TASK TO CARRY OUT: Images are not part of the copy; write out the rest of the data exactly as given.

EXERCISE DATA:
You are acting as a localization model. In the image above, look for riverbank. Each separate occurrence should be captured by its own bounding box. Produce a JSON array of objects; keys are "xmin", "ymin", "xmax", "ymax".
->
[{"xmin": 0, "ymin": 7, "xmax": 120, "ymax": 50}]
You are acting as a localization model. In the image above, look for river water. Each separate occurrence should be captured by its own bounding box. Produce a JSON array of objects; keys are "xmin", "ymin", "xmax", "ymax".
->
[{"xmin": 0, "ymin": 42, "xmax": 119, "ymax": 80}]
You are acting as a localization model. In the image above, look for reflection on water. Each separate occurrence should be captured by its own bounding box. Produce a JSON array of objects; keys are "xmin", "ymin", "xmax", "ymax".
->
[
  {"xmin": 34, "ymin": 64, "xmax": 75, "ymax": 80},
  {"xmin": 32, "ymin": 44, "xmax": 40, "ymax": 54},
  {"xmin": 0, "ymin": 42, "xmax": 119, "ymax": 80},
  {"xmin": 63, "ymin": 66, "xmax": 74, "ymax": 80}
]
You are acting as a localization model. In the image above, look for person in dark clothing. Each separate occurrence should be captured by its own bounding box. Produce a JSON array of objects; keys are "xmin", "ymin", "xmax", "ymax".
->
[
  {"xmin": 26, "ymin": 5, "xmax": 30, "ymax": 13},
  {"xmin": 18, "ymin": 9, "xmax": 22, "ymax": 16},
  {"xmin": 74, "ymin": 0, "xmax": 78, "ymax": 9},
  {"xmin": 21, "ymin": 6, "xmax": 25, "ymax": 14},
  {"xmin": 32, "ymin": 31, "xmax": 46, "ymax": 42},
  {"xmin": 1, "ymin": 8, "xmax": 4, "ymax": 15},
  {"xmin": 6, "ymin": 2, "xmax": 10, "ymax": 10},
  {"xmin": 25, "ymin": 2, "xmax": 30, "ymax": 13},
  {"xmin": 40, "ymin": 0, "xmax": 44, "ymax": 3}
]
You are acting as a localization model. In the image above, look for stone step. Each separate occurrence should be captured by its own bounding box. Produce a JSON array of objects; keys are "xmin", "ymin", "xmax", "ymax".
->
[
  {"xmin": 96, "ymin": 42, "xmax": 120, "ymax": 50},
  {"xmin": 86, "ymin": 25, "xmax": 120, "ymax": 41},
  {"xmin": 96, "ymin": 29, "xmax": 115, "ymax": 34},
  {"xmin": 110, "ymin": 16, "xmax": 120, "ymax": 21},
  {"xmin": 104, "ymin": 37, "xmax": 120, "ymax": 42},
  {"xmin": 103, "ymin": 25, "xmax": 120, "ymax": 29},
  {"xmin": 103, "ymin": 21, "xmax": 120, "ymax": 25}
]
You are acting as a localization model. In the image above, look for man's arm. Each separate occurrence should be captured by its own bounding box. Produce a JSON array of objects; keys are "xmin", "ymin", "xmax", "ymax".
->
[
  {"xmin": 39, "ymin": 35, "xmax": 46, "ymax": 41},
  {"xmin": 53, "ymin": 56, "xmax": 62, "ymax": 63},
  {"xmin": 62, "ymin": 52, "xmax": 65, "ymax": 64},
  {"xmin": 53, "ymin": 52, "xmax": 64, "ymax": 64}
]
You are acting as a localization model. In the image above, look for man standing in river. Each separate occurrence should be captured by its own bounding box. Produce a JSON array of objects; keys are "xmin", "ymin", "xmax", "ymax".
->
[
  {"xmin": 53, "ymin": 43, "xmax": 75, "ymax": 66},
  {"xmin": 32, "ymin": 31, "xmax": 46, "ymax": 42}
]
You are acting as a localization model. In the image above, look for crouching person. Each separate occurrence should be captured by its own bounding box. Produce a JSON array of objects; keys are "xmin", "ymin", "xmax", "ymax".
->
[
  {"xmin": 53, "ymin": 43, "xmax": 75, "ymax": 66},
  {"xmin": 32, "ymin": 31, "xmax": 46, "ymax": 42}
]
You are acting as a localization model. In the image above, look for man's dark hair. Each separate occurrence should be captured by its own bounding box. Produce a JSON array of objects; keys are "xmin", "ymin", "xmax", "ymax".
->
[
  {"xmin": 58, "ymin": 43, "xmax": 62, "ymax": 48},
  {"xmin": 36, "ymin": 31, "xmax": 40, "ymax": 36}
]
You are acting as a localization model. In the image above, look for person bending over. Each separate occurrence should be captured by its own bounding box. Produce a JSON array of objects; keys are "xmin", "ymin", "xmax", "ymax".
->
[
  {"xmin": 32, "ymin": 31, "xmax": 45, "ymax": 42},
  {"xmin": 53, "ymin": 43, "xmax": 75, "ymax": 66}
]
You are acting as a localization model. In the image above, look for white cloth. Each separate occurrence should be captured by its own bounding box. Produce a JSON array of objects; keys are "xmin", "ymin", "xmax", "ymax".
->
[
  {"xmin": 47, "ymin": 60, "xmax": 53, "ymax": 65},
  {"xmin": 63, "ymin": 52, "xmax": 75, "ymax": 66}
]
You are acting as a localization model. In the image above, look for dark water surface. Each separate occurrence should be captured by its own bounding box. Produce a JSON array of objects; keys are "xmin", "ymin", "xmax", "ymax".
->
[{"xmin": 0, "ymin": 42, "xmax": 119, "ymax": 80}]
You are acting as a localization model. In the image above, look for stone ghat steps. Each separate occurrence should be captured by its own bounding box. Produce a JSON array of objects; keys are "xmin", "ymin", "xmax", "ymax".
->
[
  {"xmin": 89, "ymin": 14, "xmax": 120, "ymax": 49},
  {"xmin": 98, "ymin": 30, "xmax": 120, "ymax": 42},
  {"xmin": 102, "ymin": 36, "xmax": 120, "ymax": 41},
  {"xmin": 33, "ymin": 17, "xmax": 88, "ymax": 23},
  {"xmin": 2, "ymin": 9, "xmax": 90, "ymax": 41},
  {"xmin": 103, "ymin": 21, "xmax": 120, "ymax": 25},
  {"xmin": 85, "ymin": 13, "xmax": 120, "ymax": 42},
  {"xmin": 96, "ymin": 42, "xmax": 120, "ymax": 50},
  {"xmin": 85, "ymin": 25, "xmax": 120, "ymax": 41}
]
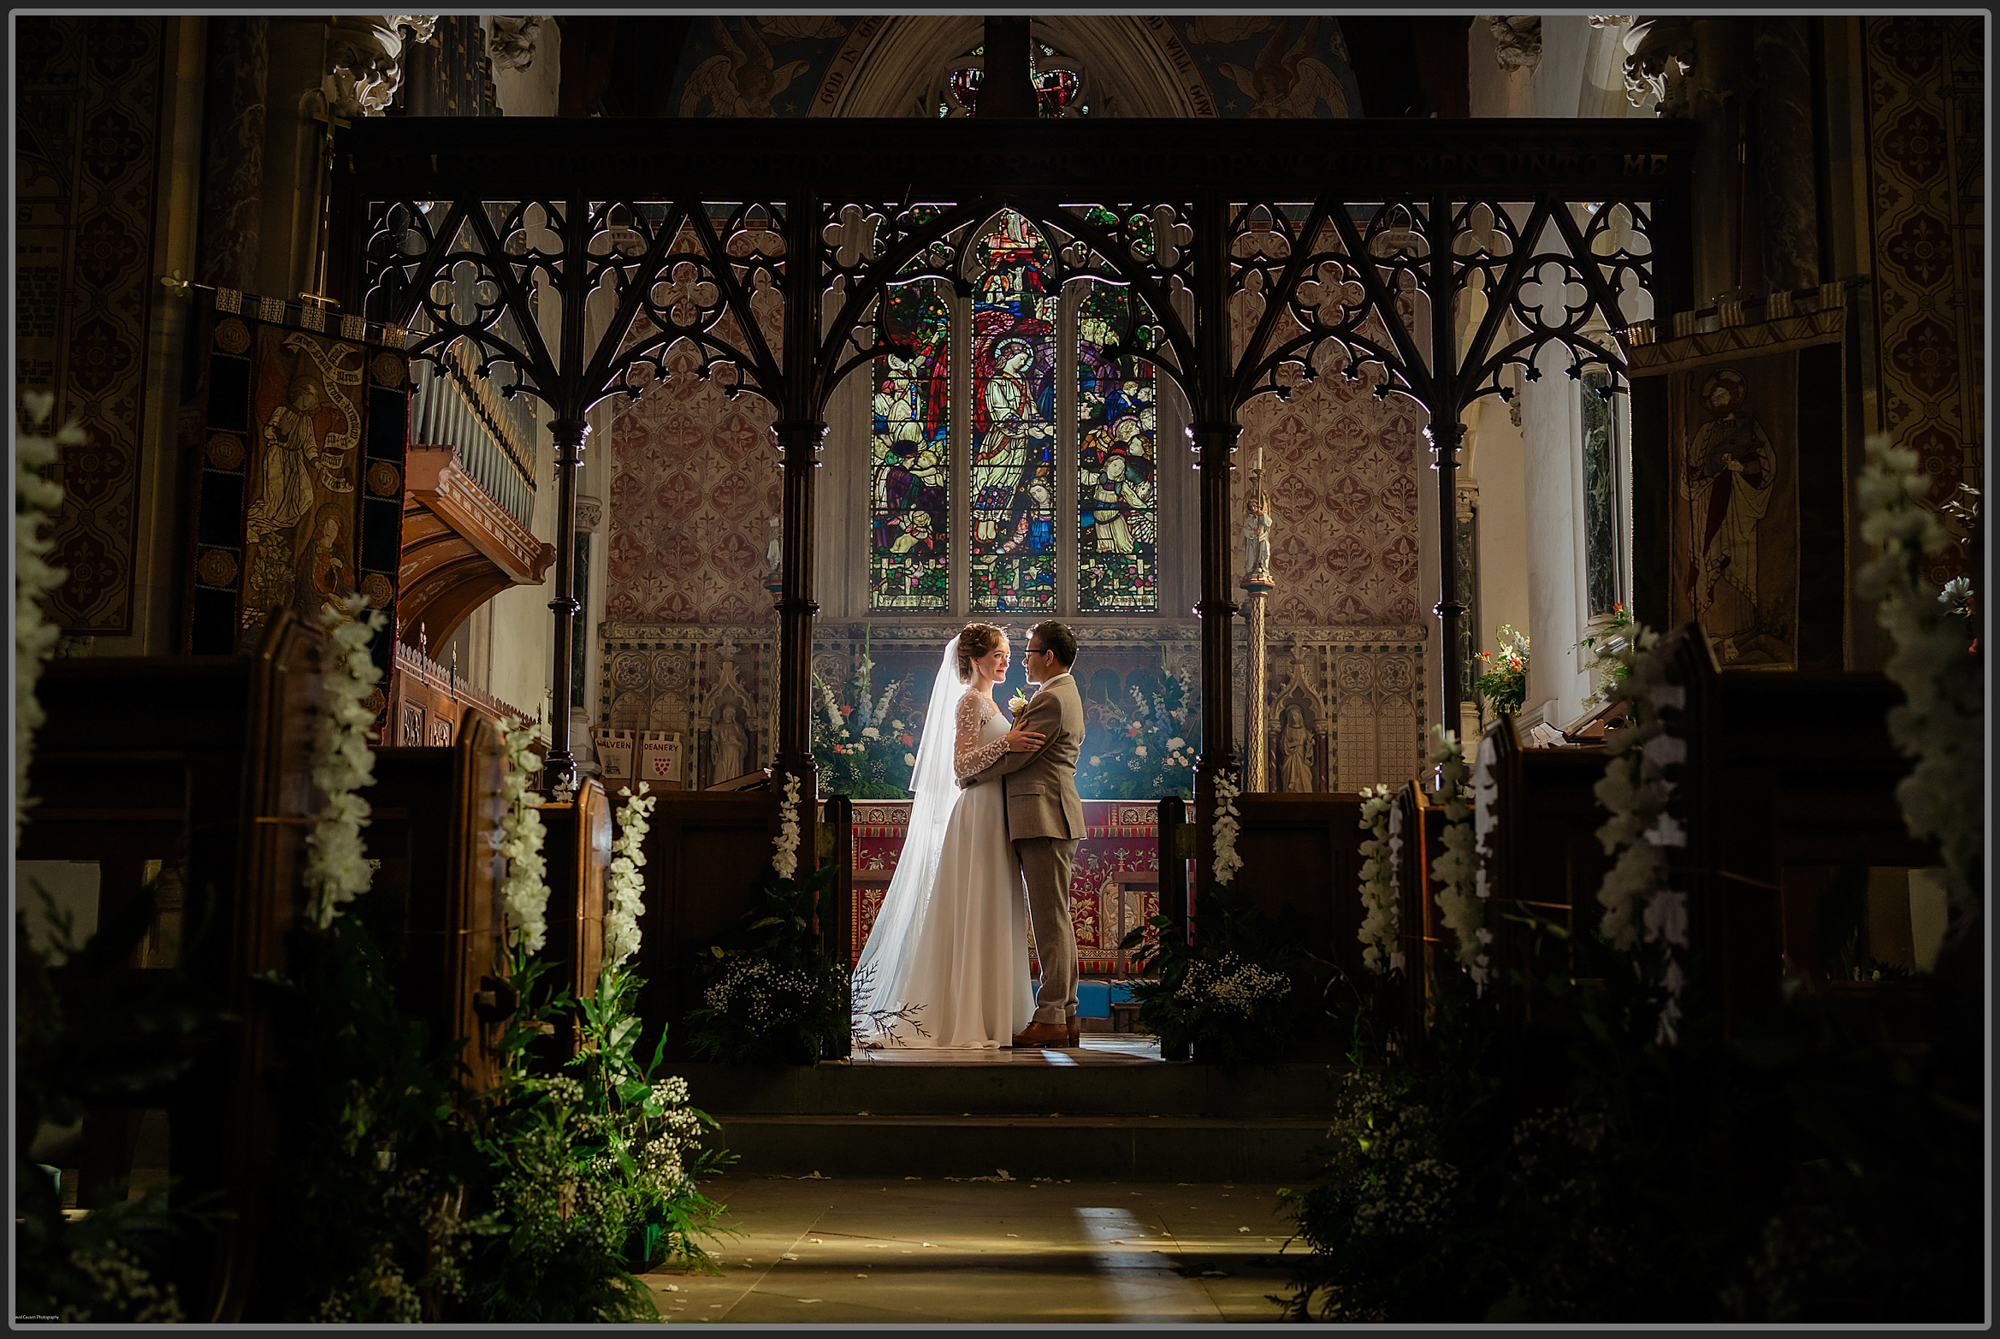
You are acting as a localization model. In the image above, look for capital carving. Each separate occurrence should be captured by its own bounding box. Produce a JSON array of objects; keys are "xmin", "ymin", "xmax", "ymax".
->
[
  {"xmin": 324, "ymin": 16, "xmax": 431, "ymax": 118},
  {"xmin": 1481, "ymin": 16, "xmax": 1543, "ymax": 72},
  {"xmin": 576, "ymin": 494, "xmax": 603, "ymax": 533},
  {"xmin": 1624, "ymin": 16, "xmax": 1696, "ymax": 114},
  {"xmin": 488, "ymin": 16, "xmax": 542, "ymax": 74}
]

SOLUTION:
You are acting as a localization model. In the image above, look for riverbank. Each separate occurrence should be captured by its own bounding box. Produce a JSON array of objects; keys are "xmin", "ymin", "xmax", "ymax".
->
[{"xmin": 0, "ymin": 7, "xmax": 120, "ymax": 50}]
You are acting as a localization model. In the image above, look for river water. Each separate occurrence should be captured by its own bounding box. Produce a JSON array of objects; keys are "xmin", "ymin", "xmax", "ymax".
->
[{"xmin": 0, "ymin": 42, "xmax": 119, "ymax": 80}]
You are acting as a localization model. In the image above, look for reflection on water. Each separate occurrence should be captured by its own bounding box. Produce a JSON array of objects; keys are "xmin", "ymin", "xmax", "ymax".
->
[
  {"xmin": 34, "ymin": 64, "xmax": 75, "ymax": 80},
  {"xmin": 32, "ymin": 44, "xmax": 40, "ymax": 54},
  {"xmin": 0, "ymin": 42, "xmax": 119, "ymax": 80},
  {"xmin": 63, "ymin": 66, "xmax": 74, "ymax": 80}
]
You are acting as a localization model. In the image above, look for person in dark clothing. Each separate occurrence should be captured by its own bounding box. Produce a JSON array of objects; keys are "xmin", "ymin", "xmax", "ymax".
->
[
  {"xmin": 26, "ymin": 5, "xmax": 30, "ymax": 13},
  {"xmin": 18, "ymin": 9, "xmax": 22, "ymax": 16},
  {"xmin": 74, "ymin": 0, "xmax": 78, "ymax": 9},
  {"xmin": 21, "ymin": 6, "xmax": 25, "ymax": 14},
  {"xmin": 32, "ymin": 31, "xmax": 46, "ymax": 42},
  {"xmin": 1, "ymin": 8, "xmax": 4, "ymax": 15},
  {"xmin": 6, "ymin": 2, "xmax": 10, "ymax": 10},
  {"xmin": 25, "ymin": 2, "xmax": 30, "ymax": 13},
  {"xmin": 40, "ymin": 0, "xmax": 44, "ymax": 3}
]
You are acting as a localization model. In the image above, look for stone step. Each separate occurrence should be captured by its own bounding box. Produce a JSON array of objects; keys are "xmin", "ymin", "xmax", "ymax".
->
[
  {"xmin": 96, "ymin": 42, "xmax": 120, "ymax": 50},
  {"xmin": 86, "ymin": 25, "xmax": 120, "ymax": 41},
  {"xmin": 96, "ymin": 29, "xmax": 115, "ymax": 34},
  {"xmin": 110, "ymin": 16, "xmax": 120, "ymax": 21},
  {"xmin": 104, "ymin": 37, "xmax": 120, "ymax": 42},
  {"xmin": 103, "ymin": 25, "xmax": 120, "ymax": 29},
  {"xmin": 103, "ymin": 21, "xmax": 120, "ymax": 25}
]
You are acting as a localization model. In the image above, look for man's arm. Each separate occurrence should be captured by its own bounding box. Produce a JSON array of objects; keys are "xmin", "ymin", "xmax", "ymax".
->
[
  {"xmin": 39, "ymin": 35, "xmax": 46, "ymax": 41},
  {"xmin": 53, "ymin": 56, "xmax": 62, "ymax": 63},
  {"xmin": 62, "ymin": 52, "xmax": 65, "ymax": 64},
  {"xmin": 53, "ymin": 52, "xmax": 64, "ymax": 64}
]
You are acting as a localization model. In the image above, look for man standing in river. Each separate occurrence should be captured by its own bounding box. Produce a JSON array of objects; keys are "xmin", "ymin", "xmax", "ymax".
->
[
  {"xmin": 53, "ymin": 43, "xmax": 75, "ymax": 66},
  {"xmin": 32, "ymin": 31, "xmax": 46, "ymax": 42}
]
You are acting as a localization model. In the image above, look for crouching person. Each separate occurrence should be captured by its own bounding box. Produce a JSON array of objects; keys are "xmin", "ymin", "xmax", "ymax".
->
[
  {"xmin": 53, "ymin": 43, "xmax": 75, "ymax": 66},
  {"xmin": 32, "ymin": 31, "xmax": 46, "ymax": 42}
]
You are acting as a localization model. In the image above, look for man's dark hair. Each separate occurrence should be captured by its own bounding box. Produce a JSON array of objects; keys are "xmin", "ymin", "xmax", "ymax".
->
[
  {"xmin": 58, "ymin": 43, "xmax": 62, "ymax": 48},
  {"xmin": 36, "ymin": 31, "xmax": 40, "ymax": 36}
]
You are acting as a localization model. In the image above, look for person bending over. Each separate occurrence should be captured by its own bounding box. Produce a JSON array of objects; keys are "xmin", "ymin", "xmax", "ymax".
->
[
  {"xmin": 32, "ymin": 31, "xmax": 45, "ymax": 42},
  {"xmin": 53, "ymin": 43, "xmax": 75, "ymax": 66}
]
You are acting as a localization model. In the image above, look for white cloth. Each separate occurrence should be captured by its own bounding box. Produce a JSON array of objects; keys are "xmin", "ymin", "xmax", "ymax".
->
[
  {"xmin": 47, "ymin": 60, "xmax": 53, "ymax": 65},
  {"xmin": 63, "ymin": 52, "xmax": 75, "ymax": 66}
]
You are acting as a localization model. In the image above, look for dark water surface. Each separate occurrence should be captured by its own bounding box. Produce a JSON array of objects; keys are "xmin", "ymin", "xmax", "ymax".
->
[{"xmin": 0, "ymin": 42, "xmax": 119, "ymax": 80}]
You are acting as a localization model. In the image above, look for stone ghat steps. Each separate occurrence should be captured by its own bounding box. Produce a JSON array of objects; keys are "xmin", "ymin", "xmax", "ymax".
->
[
  {"xmin": 89, "ymin": 14, "xmax": 120, "ymax": 49},
  {"xmin": 98, "ymin": 30, "xmax": 120, "ymax": 42},
  {"xmin": 102, "ymin": 36, "xmax": 120, "ymax": 41},
  {"xmin": 33, "ymin": 17, "xmax": 88, "ymax": 23},
  {"xmin": 2, "ymin": 9, "xmax": 90, "ymax": 41},
  {"xmin": 103, "ymin": 21, "xmax": 120, "ymax": 25},
  {"xmin": 85, "ymin": 13, "xmax": 120, "ymax": 42},
  {"xmin": 96, "ymin": 42, "xmax": 120, "ymax": 50},
  {"xmin": 85, "ymin": 25, "xmax": 120, "ymax": 41}
]
You are acting as a localization model. In the image above, look for capital carving. Each separate occurrence should be captured by its own bounding box. Produce a JSON array of objects; keys are "xmin", "ymin", "xmax", "ymax".
->
[
  {"xmin": 324, "ymin": 16, "xmax": 431, "ymax": 118},
  {"xmin": 1481, "ymin": 16, "xmax": 1543, "ymax": 72},
  {"xmin": 576, "ymin": 494, "xmax": 603, "ymax": 533},
  {"xmin": 1624, "ymin": 16, "xmax": 1696, "ymax": 114},
  {"xmin": 488, "ymin": 16, "xmax": 542, "ymax": 74}
]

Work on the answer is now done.